Only the lines from the line holding "Where can you see the woman's shoulder" to the last line should be output, each exactly as given.

#### Data shown
____________

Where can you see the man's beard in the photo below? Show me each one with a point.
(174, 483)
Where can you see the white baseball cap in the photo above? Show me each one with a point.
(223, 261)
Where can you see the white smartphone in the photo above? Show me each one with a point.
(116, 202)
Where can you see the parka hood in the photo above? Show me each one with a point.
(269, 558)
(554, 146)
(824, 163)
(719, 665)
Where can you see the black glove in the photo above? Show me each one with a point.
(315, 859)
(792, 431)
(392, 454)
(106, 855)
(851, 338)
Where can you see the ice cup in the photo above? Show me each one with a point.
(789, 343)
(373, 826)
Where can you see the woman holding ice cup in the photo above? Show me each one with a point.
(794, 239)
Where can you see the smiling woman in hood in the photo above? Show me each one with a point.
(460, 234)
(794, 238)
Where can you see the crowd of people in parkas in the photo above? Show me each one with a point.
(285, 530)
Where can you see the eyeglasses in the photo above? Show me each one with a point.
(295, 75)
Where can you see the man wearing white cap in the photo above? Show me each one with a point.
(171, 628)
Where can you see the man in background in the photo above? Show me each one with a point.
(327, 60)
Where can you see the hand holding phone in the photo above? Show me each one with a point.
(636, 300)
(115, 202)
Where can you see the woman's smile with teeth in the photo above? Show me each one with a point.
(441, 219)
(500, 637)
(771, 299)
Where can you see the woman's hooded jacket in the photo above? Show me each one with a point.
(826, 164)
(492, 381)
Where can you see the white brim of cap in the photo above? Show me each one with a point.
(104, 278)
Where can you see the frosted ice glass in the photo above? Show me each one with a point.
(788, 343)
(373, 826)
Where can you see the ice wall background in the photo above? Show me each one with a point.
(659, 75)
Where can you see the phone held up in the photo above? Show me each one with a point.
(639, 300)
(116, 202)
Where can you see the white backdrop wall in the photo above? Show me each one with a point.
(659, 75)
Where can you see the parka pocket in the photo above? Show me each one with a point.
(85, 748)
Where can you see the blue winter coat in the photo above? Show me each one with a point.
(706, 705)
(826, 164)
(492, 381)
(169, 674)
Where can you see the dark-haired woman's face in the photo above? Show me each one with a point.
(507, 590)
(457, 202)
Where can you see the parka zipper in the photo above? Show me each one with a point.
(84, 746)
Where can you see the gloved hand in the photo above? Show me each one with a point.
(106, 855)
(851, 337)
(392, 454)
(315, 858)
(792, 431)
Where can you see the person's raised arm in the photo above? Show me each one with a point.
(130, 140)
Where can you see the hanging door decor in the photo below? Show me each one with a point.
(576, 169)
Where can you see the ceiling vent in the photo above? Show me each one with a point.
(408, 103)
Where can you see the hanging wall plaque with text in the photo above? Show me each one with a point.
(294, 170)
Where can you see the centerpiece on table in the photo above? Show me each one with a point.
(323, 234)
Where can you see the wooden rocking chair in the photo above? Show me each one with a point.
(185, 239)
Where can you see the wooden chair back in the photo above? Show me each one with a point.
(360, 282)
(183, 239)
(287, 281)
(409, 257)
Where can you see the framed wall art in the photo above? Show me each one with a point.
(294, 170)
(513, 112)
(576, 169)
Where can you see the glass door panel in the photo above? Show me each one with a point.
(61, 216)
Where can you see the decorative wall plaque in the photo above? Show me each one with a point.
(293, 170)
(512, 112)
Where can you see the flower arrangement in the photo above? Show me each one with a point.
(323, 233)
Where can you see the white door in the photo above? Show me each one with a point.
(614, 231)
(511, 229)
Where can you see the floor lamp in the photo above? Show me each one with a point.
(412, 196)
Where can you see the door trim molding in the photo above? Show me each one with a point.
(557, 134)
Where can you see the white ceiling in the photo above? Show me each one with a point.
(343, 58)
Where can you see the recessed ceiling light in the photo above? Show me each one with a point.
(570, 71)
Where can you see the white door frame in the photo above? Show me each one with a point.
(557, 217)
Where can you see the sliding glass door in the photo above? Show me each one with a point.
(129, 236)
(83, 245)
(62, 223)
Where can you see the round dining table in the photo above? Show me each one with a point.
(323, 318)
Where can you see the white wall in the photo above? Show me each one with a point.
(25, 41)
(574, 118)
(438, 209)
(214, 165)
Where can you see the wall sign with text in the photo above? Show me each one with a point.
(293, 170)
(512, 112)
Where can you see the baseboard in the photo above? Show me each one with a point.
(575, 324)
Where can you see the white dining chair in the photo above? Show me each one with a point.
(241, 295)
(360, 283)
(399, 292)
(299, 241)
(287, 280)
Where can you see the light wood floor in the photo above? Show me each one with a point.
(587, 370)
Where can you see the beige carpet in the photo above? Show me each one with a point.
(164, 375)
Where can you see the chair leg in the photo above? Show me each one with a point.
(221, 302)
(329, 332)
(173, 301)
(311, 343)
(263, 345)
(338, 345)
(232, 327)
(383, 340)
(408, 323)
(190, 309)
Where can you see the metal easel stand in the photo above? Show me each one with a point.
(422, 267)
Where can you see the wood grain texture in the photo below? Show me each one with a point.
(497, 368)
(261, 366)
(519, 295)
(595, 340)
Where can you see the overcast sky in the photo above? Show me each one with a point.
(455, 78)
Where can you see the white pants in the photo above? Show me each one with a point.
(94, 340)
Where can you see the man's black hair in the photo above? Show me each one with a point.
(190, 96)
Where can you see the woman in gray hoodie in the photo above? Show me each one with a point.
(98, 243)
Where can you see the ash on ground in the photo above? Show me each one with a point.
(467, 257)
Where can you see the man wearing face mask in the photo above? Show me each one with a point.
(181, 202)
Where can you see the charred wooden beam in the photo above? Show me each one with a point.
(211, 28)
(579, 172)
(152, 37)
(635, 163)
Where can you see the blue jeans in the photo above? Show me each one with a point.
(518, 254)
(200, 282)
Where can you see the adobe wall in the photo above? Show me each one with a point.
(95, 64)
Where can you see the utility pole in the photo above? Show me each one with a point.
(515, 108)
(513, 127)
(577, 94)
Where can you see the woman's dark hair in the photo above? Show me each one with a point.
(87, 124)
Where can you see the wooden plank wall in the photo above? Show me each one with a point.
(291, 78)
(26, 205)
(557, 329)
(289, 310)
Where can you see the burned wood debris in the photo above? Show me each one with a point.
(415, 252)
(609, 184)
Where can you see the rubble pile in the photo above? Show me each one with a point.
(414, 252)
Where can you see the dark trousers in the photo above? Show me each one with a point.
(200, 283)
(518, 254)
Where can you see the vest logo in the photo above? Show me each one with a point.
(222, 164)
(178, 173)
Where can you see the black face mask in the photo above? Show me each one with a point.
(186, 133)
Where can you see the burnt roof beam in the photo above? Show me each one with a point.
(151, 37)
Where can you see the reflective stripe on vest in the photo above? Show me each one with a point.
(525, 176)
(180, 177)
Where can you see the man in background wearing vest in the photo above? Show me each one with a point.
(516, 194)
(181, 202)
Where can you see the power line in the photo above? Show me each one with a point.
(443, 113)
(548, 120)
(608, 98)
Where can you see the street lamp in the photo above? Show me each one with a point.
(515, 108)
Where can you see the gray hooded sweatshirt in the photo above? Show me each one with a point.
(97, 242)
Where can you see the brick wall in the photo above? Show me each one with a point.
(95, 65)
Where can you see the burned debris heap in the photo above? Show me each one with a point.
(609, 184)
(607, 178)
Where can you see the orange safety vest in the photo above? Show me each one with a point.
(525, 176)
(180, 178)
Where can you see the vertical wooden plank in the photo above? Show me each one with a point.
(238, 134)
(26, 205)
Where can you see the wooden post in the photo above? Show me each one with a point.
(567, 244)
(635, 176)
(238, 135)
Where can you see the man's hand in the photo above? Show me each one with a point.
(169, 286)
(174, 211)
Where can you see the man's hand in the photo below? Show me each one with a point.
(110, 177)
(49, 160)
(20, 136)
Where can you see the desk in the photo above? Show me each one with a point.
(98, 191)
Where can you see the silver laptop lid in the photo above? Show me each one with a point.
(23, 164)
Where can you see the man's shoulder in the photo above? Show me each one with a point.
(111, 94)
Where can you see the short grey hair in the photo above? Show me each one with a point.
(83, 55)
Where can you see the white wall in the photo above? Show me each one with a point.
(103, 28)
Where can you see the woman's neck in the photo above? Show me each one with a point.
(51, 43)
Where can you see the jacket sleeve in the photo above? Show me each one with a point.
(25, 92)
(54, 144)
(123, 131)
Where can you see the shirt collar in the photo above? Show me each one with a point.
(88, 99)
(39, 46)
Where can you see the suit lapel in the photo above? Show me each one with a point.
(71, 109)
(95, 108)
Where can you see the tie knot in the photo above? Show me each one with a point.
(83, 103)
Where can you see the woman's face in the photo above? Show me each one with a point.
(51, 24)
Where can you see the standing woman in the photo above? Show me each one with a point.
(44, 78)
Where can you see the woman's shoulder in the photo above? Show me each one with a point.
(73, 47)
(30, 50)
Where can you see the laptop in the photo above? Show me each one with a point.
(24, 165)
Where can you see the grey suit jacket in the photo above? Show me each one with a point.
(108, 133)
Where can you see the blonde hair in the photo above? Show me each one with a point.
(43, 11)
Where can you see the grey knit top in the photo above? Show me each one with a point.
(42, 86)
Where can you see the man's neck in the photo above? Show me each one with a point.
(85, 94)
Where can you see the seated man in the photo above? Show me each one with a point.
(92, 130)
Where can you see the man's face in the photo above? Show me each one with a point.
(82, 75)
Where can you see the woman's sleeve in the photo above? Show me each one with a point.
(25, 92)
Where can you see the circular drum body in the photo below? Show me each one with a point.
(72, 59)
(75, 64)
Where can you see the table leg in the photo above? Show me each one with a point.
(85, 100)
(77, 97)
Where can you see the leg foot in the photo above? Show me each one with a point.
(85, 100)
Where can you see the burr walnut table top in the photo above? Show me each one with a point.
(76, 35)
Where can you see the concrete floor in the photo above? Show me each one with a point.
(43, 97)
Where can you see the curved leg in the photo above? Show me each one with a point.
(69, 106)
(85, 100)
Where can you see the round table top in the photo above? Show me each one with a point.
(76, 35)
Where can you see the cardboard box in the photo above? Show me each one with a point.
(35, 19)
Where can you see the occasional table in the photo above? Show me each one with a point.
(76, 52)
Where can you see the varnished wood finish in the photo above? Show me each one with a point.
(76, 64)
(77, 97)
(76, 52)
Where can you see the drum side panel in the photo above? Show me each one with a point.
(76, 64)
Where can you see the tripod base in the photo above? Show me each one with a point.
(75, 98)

____________

#### Finished exercise
Where can you see the woman's shoulder in the photo above? Show me each one with a point.
(73, 47)
(30, 50)
Where can you see the laptop in the photo above? Show me each one with a point.
(24, 165)
Where can you see the grey suit jacket in the photo above? Show me each one with a point.
(108, 133)
Where can you see the blonde hair in the photo above? Show me each one with a point.
(43, 11)
Where can you see the grey knit top in the photo above? Show me each one with a point.
(42, 86)
Where can you see the man's neck in the photo above? Show me each one with a point.
(85, 94)
Where can you see the seated man in the photo above? Show me each one with a point.
(92, 130)
Where can you see the man's face in the photo above? Show me each one with a point.
(82, 75)
Where can you see the woman's sleeve in the photo above? Show me each one with a point.
(25, 92)
Where can you see the circular drum body in the photo below? Show me each one with a point.
(72, 59)
(75, 64)
Where can you see the table leg in the photo above? Show me each one with a point.
(85, 100)
(77, 97)
Where can you see the leg foot in the photo above? Show me each one with a point.
(85, 100)
Where can you see the burr walnut table top in the photo above? Show me each one with a point.
(76, 35)
Where can you see the concrete floor in the photo above? Show me each one with a point.
(43, 97)
Where can you see the curved leg in the photo above? Show me each one with a point.
(69, 106)
(85, 100)
Where can you see the round table top in the photo above? Show me each one with a point.
(76, 35)
Where can you see the cardboard box in the photo above? Show me each one with a point.
(35, 19)
Where can you see the occasional table in the photo above? Show me each one with a point.
(76, 52)
Where can you see the varnished wood finish in the photo above? Show me each one with a point.
(76, 64)
(77, 97)
(76, 52)
Where can you see the drum side panel in the photo above? Show me each one with a point.
(76, 64)
Where can you see the tripod base in the photo above? Show me each one with a point.
(75, 98)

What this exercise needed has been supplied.